Provided information:
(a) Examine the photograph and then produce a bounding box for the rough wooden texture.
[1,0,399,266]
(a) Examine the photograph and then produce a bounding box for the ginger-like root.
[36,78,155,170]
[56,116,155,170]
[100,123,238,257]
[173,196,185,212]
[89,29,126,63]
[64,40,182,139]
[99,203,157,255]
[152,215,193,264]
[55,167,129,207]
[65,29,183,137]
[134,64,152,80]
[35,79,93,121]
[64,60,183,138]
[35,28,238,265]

Task objective: In this exercise, reproduce each line above exactly.

Written reply:
(a) Examine the photograph and then produce a bounding box for the rough wooden texture.
[1,0,399,266]
(a) Examine the photograph and then produce a bounding box for the ginger-like root.
[36,78,155,170]
[56,116,155,170]
[100,123,238,257]
[173,196,185,212]
[89,29,126,63]
[64,40,182,139]
[99,203,157,255]
[152,215,193,264]
[55,167,129,207]
[65,29,183,137]
[134,64,152,80]
[35,79,93,121]
[64,60,183,138]
[35,28,238,265]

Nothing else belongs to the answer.